### USING THE INFORMATION
1 > Using the Bleckwenn biography, answer the following:
(a) During what period did Bleckwenn serve as Consultant in Neuropsychiatry, Sixth Service Command?
(b) In what year did he move to Winter Haven, Florida?
(c) In which cemetery is he buried?
2 > Translate this sentence from the Bleckwenn biography into Spanish: "In the hope that a change of venue would improve his health, he moved to Winter Haven, Florida, in 1954."

### TEXT BLOCK
[Start of Attachment]

His governmental citation reads:
"Colonel William J. Bleckwenn rendered distinguished service as Consultant in Neuropsychiatry, Sixth Service Command, from July 1944 to November 1945. With a background of rich experience in the actual handling of nervous and mental casualties in the combat area, he displayed unusual foresight and understanding in organizing the program of treatment for mentally-disabled returnees." Bleckwenn also held the World War II Victory Medal and the Asiatic-Pacific Campaign Medal.

==Later career==
Bleckwenn returned to UW in early 1946 to resume his practice and his teaching duties as Professor of Neuropsychiatry. He continued research on narcoanalysis and the use of targeted neurosurgical procedures in the management of chronic pain. As other psychiatric treatments—such as insulin shock, electroconvulsive therapy, and early psychotropic agents—entered clinical practice in psychiatry, Bleckwenn also took an active role in their use and evaluation.

==Illness, death, and family==
Despite an athletic build and hearty manner, Bleckwenn developed severe coronary artery disease in the early 1950s. In the hope that a change of venue would improve his health, he moved to Winter Haven, Florida, in 1954. However, he was never well enough to actively practice neurology or psychiatry again, forcing a medical retirement. He died of an aortic aneurysm on January 6, 1965. He was preparing to have surgery on the aneurysm by his friend, famed heart surgeon, Michael Debakey. His passing was mentioned in the Milestones section of Time Magazine and on national CBS radio. Bleckwenn is buried at Forest Hill Cemetery in Madison, Wisconsin, with his wife Marion (née Dougan, 1896–1982) and son William Jr. (1923–1947). The Bleckwenns also had two other children, Jane and A. Theodore (Ted).

[End of Attachment]

### DATA EXTRACT

[Start of Attachment]

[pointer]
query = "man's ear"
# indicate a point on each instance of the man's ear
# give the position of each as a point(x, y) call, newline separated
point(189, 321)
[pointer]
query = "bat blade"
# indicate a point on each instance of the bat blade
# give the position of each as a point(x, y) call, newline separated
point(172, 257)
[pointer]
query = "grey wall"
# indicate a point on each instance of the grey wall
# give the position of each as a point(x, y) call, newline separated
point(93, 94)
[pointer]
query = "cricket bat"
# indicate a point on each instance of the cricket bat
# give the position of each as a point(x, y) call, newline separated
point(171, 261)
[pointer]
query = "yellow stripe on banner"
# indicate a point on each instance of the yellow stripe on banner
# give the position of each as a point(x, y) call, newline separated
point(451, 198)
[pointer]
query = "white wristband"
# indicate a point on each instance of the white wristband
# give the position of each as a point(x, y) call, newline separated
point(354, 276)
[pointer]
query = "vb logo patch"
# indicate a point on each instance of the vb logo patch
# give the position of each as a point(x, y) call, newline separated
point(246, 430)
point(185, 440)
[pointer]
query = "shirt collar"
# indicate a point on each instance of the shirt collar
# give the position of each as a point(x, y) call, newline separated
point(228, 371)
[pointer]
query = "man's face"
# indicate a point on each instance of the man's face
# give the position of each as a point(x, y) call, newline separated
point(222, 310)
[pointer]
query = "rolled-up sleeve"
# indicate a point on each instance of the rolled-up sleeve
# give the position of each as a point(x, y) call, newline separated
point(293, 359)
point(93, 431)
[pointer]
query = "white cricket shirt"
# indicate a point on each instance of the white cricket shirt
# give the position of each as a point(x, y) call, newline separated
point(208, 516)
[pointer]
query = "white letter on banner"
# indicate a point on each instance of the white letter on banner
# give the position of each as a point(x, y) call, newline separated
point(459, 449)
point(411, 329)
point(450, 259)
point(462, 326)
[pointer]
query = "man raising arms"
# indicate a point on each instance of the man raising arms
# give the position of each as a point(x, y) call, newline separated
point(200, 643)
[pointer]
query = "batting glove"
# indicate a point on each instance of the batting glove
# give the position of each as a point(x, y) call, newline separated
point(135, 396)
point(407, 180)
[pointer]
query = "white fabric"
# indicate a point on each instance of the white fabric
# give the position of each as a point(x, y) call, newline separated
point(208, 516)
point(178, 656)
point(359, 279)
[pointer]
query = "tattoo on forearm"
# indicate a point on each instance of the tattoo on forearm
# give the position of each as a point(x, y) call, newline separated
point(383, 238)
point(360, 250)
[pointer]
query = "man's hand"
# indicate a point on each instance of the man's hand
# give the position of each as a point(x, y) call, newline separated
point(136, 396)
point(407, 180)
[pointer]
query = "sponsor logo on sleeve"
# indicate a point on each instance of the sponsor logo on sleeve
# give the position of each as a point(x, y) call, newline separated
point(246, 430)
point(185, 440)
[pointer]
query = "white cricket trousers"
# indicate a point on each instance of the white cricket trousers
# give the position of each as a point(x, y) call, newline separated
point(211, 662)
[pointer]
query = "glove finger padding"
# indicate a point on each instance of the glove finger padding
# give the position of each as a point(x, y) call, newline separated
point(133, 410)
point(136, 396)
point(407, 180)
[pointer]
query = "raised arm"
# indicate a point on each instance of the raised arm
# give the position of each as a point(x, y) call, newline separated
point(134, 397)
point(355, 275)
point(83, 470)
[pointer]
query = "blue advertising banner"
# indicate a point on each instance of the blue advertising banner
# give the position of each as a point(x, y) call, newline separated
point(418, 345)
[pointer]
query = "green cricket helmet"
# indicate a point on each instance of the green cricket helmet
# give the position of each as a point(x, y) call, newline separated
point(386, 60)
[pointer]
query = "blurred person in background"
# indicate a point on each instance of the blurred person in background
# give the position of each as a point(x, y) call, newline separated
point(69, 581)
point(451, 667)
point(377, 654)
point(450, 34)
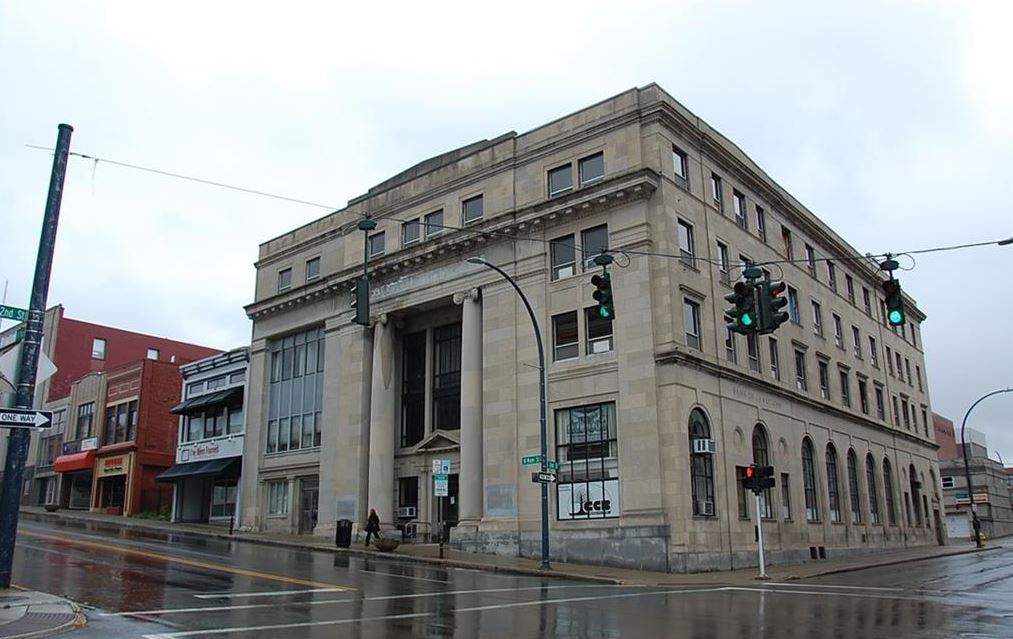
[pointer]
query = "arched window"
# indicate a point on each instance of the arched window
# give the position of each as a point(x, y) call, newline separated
point(833, 488)
point(809, 481)
point(888, 491)
point(701, 467)
point(856, 503)
point(870, 479)
point(761, 457)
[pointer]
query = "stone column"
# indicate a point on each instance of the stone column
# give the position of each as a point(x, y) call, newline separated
point(471, 408)
point(382, 423)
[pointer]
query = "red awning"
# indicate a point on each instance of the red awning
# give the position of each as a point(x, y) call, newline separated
point(75, 462)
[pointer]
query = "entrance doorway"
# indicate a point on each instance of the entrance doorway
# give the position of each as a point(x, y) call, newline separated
point(309, 499)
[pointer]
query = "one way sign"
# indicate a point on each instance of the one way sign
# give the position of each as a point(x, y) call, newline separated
point(24, 418)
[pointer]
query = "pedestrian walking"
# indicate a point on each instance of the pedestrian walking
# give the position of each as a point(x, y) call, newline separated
point(372, 526)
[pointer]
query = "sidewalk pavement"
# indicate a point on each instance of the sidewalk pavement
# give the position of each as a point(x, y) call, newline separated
point(26, 614)
point(430, 553)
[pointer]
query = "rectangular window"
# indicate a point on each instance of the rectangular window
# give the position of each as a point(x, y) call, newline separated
point(278, 497)
point(588, 479)
point(681, 165)
point(312, 268)
point(434, 224)
point(284, 280)
point(592, 169)
point(411, 232)
point(599, 332)
point(786, 245)
point(560, 179)
point(793, 307)
point(753, 349)
point(594, 241)
point(296, 392)
point(377, 244)
point(824, 379)
point(800, 381)
point(845, 388)
point(722, 263)
point(730, 350)
point(785, 497)
point(775, 361)
point(686, 245)
point(564, 336)
point(563, 254)
point(472, 210)
point(738, 202)
point(691, 317)
point(447, 377)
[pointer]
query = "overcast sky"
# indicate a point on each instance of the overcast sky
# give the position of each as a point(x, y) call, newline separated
point(890, 121)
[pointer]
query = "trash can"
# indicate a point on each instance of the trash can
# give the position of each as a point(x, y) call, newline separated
point(342, 534)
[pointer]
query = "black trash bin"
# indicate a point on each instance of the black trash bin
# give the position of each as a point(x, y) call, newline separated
point(342, 534)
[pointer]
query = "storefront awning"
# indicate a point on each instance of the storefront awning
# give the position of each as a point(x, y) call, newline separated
point(74, 462)
point(225, 466)
point(211, 399)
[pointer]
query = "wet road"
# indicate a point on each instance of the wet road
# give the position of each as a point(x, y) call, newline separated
point(150, 584)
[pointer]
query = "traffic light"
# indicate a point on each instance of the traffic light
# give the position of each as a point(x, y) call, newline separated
point(894, 302)
point(771, 303)
point(742, 317)
point(361, 301)
point(603, 295)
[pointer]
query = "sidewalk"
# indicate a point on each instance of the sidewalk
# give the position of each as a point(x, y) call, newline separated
point(429, 553)
point(26, 614)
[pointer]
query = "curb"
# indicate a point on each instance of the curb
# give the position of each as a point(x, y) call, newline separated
point(247, 538)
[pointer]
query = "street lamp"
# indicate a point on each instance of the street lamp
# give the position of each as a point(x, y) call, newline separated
point(541, 405)
point(976, 525)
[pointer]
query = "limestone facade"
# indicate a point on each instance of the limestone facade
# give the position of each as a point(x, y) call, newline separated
point(448, 370)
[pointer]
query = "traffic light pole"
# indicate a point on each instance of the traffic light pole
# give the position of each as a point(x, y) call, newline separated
point(763, 567)
point(17, 450)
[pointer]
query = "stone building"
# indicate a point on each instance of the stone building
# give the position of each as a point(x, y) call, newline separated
point(651, 417)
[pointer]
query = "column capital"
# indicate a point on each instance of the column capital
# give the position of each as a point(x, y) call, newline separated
point(471, 294)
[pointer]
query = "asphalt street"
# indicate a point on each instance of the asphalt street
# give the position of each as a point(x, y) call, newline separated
point(147, 583)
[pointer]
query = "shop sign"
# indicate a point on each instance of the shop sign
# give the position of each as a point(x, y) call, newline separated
point(231, 446)
point(588, 500)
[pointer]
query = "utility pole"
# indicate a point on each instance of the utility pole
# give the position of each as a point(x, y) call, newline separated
point(17, 451)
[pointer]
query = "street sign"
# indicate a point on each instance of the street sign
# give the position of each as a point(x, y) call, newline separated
point(441, 485)
point(543, 478)
point(24, 418)
point(9, 312)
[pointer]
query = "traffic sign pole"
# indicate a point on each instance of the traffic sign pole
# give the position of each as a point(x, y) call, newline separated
point(17, 450)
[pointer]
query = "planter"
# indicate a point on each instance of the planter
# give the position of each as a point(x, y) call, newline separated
point(387, 544)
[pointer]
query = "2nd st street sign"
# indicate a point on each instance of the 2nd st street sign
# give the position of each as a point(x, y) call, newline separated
point(25, 418)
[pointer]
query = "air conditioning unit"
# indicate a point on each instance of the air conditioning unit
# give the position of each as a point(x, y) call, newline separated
point(705, 447)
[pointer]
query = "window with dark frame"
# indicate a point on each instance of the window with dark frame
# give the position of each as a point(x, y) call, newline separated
point(587, 449)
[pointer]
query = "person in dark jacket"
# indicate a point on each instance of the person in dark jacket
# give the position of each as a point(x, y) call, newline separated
point(372, 526)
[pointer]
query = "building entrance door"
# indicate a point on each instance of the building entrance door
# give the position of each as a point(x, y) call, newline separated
point(309, 499)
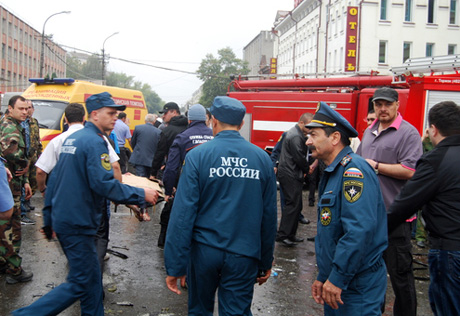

[End of Attachment]

### ANSWERS GIVEN
1 >
(a) From July 1944 to November 1945.
(b) 1954.
(c) Forest Hill Cemetery in Madison, Wisconsin.

2 > Con la esperanza de que un cambio de lugar mejorara su salud, se mudó a Winter Haven, Florida, en 1954.